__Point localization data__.
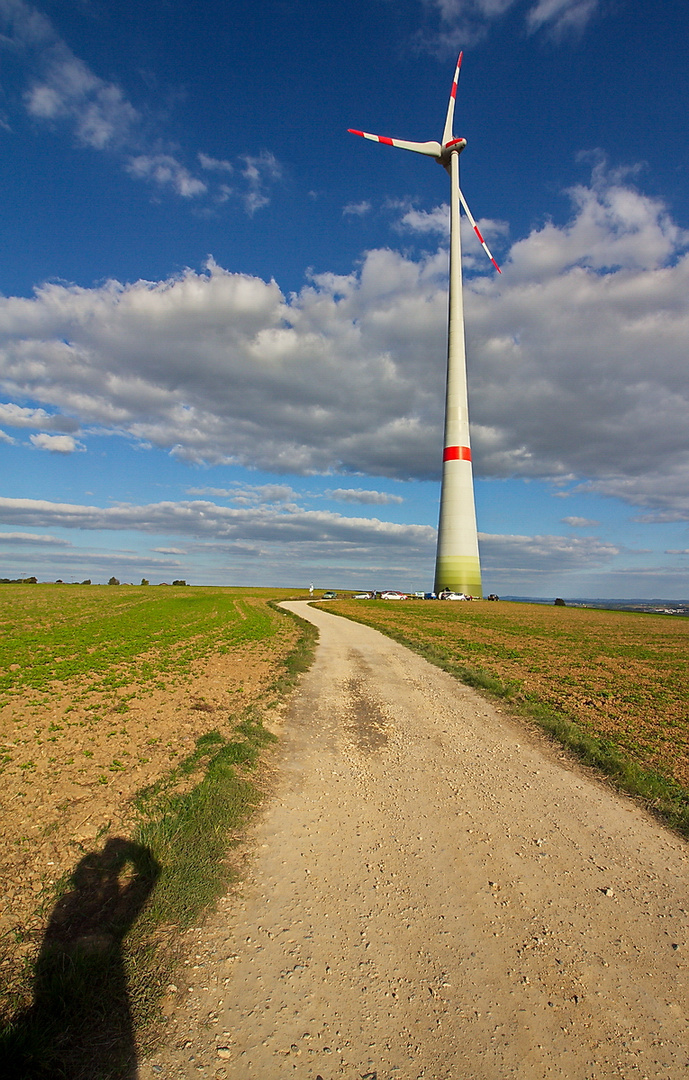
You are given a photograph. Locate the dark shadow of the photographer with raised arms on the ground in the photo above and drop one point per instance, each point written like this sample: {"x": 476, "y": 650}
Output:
{"x": 79, "y": 1027}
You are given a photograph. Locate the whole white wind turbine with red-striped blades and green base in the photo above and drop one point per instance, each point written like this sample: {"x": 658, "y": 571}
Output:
{"x": 457, "y": 565}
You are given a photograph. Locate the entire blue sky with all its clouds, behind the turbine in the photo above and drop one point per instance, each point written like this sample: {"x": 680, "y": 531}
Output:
{"x": 223, "y": 318}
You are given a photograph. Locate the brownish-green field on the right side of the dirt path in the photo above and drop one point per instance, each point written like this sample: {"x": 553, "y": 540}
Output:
{"x": 613, "y": 685}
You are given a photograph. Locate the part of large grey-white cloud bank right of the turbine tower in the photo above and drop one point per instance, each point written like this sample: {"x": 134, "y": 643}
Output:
{"x": 579, "y": 358}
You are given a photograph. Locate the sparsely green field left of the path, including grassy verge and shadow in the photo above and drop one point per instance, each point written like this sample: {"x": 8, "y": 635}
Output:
{"x": 132, "y": 738}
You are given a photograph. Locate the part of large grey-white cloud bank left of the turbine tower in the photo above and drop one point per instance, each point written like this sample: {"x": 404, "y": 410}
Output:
{"x": 222, "y": 368}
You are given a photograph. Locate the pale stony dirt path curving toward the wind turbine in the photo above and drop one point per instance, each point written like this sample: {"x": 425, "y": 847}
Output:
{"x": 437, "y": 895}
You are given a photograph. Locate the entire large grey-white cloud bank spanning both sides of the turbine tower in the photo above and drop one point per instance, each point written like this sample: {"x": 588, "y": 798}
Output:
{"x": 577, "y": 359}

__Problem to solve__. Beginning at the line that holds "cloud bank right", reproduce the lines exactly up to and including the final line of the entries.

__Answer space__.
You are given a photograph. Locate the part of large grey-white cloud bank right of the turbine tower in the photo above and drop one point per instance, each point written like this sample: {"x": 134, "y": 643}
Output:
{"x": 579, "y": 358}
You are given a photograph. Locate the sparsely green field left of the path, including grassy verge and shadow in the photo above and drop one point per instance, each point written like this sample: {"x": 8, "y": 635}
Output:
{"x": 132, "y": 738}
You are given a photograph. Locate the part of large grey-white cloud bank left of the turbine tower in the photo above and drop one point per instance, each point written like this sample: {"x": 404, "y": 410}
Output:
{"x": 222, "y": 368}
You are given a photograph. Locate the pale stony dirt path curving toward the wind turbine in the photo above and drop one point per instance, each point written like this sample: {"x": 425, "y": 847}
Output:
{"x": 437, "y": 895}
You are given a photograph. Locate the entire large grey-white cloud bank spanning both sides of the turbine tower in the photo above and drop one point per instance, each point written like this sample: {"x": 588, "y": 798}
Output:
{"x": 577, "y": 359}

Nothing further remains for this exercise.